■ Task brief:
Reproduce the passage on humanism and radicalism word for word, everything from "Any effort for" down to "be called radicalism.".

■ Text for analysis:
To overcome this crisis, the fighters for a new world order must turn to the traditions of humanism and moral radicalism. The inspiration for a new philosophy of revolution must be drawn from those sources. The nineteenth-century radicals, actuated by the humanist principle of individualism, realized the possibility of a secular rationalism and a rationalist ethics. They applied to the study of man and society the principles and methods of the physical sciences. Positive knowledge of nature - living as well as inanimate - being so much greater today than a hundred years ago, the radical scientific approach to the problems of man's life and interrelations is bound to be more successful. Today, we can begin with the conviction that it is long since man emerged from the jungle of ''prehistory,'' that social relations can be rationally harmonized, and that therefore appreciation of moral values can be reconciled with efforts for replacing the corrupt and corrosive status quo by a new order of democratic freedom. A moral order will result from a rationally organized society because viewed in the context of his rise out of the background of a harmonious physical universe, man is essentially rational and therefore moral. Morality emanates from the rational desire for harmonious and mutually beneficial social relations.

Man did not appear on the earth out of nowhere. He rose out of the background of the physical universe, through the long process of biological evolution. The umbilical cord was never broken: man, with his mind, intelligence, and will, remains an integral part of the physical universe. The latter is a cosmos - a law-governed system. Therefore, man's being and becoming, his emotions, will, ideas are also determined: man is essentially rational. The reason in man is an echo of the harmony of the universe. Morality must be referred back to man's innate rationality. Only then man can be moral, spontaneously and voluntarily. Reason is only sanction for morality which is an appeal to conscience, and conscience in its turn is the instinctive awareness of, and reaction to, environments. In the last analysis, conscience is nothing mystic or mysterious. It is a biological function, as such mechanistic, on the level of consciousness. The innate rationality of man is the only guarantee of a harmonious order, which will also be a moral order, because morality is a rational function. Therefore, the purpose of all social endeavor should be to make man increasingly conscious of his innate rationality.

Any effort for a reorganization of society must begin from the unit of society-from the root, so to say. Such an effort to develop a new philosophy of revolution, on the basis of the entire stock of human heritage, and then to elaborate the theory and formulate the principles of the practice of political action and economic reconstruction, therefore can be called radicalism.

Radicalism thinks in terms neither of nation nor of class; its concern is man; it conceives freedom as freedom of the individual. Therefore, it can also be called New Humanism, new, because it is humanism enriched, reinforced and elaborated by scientific knowledge and social experience gained during the centuries of modem civilization.

Humanism is cosmopolitan. It does not run after the utopia of internationalism, which presupposes the existence of autonomous national states. The ideal of One World, or a world government, is not compatible with the continuation of national states. The one makes of the other a pious desire or wishful thinking. A cosmopolitan commonwealth of free men and women is a possibility. It will be a spiritual community, not limited by the boundaries of national states - capitalist, fascist, communist, or of any other kind - which will gradually disappear under the impact of cosmopolitan humanism. That is the radical perspective of the future of mankind.

[Point localization data]

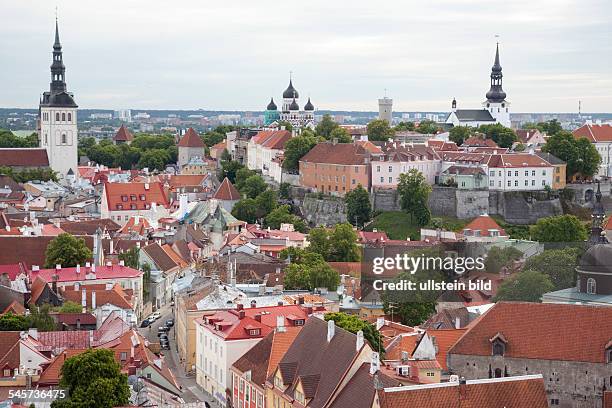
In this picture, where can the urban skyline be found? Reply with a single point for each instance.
(198, 58)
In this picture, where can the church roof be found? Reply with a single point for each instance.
(191, 139)
(471, 115)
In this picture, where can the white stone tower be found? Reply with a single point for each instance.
(58, 118)
(385, 109)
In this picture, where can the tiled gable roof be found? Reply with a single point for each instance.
(542, 331)
(24, 157)
(226, 191)
(191, 139)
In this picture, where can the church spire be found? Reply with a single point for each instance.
(496, 94)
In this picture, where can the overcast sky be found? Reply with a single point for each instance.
(235, 55)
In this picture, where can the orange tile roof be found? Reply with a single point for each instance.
(191, 139)
(127, 195)
(595, 133)
(542, 331)
(226, 191)
(484, 223)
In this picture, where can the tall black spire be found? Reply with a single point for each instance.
(496, 94)
(58, 70)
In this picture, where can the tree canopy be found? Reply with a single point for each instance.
(67, 250)
(358, 206)
(93, 379)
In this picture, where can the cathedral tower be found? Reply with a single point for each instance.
(58, 118)
(496, 102)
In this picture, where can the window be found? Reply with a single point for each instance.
(591, 286)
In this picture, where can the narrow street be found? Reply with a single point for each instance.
(191, 391)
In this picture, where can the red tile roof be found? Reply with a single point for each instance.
(102, 272)
(24, 157)
(127, 195)
(509, 392)
(123, 135)
(226, 191)
(191, 139)
(541, 331)
(484, 224)
(595, 133)
(272, 139)
(341, 153)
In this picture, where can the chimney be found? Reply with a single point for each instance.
(374, 363)
(280, 324)
(331, 330)
(359, 342)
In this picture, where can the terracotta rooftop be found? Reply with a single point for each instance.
(191, 139)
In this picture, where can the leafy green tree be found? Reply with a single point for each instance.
(503, 136)
(414, 194)
(427, 127)
(253, 186)
(310, 272)
(70, 307)
(379, 129)
(403, 126)
(459, 134)
(558, 264)
(341, 135)
(282, 215)
(67, 250)
(130, 257)
(154, 159)
(93, 379)
(497, 258)
(295, 149)
(560, 228)
(229, 170)
(580, 155)
(319, 242)
(13, 322)
(358, 206)
(343, 245)
(246, 210)
(325, 127)
(353, 324)
(526, 286)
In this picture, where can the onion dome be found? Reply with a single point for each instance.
(309, 105)
(290, 92)
(294, 106)
(271, 105)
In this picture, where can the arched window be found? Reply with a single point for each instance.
(591, 286)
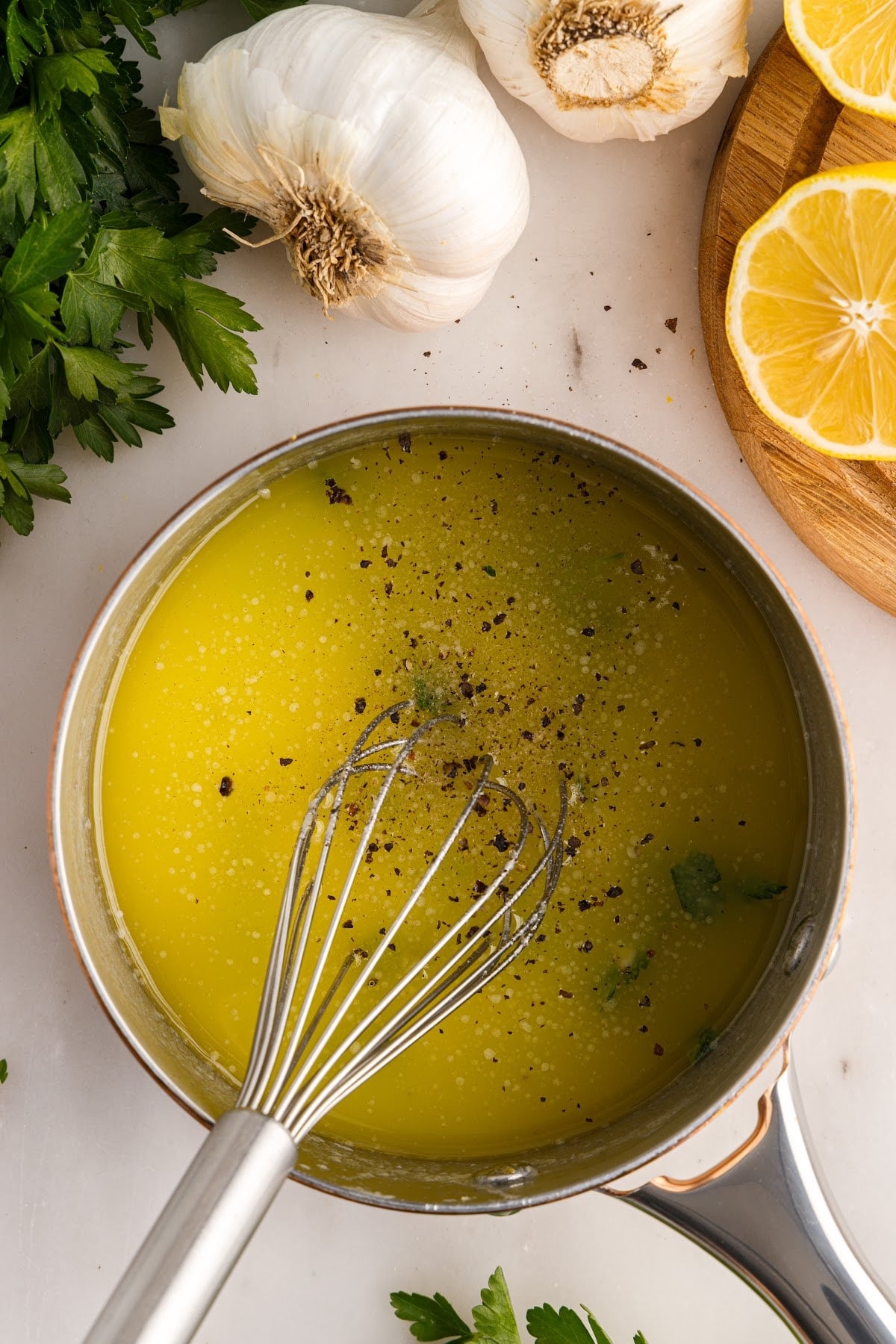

■ Exercise result:
Any effort for a reorganization of society must begin from the unit of society-from the root, so to say. Such an effort to develop a new philosophy of revolution, on the basis of the entire stock of human heritage, and then to elaborate the theory and formulate the principles of the practice of political action and economic reconstruction, therefore can be called radicalism.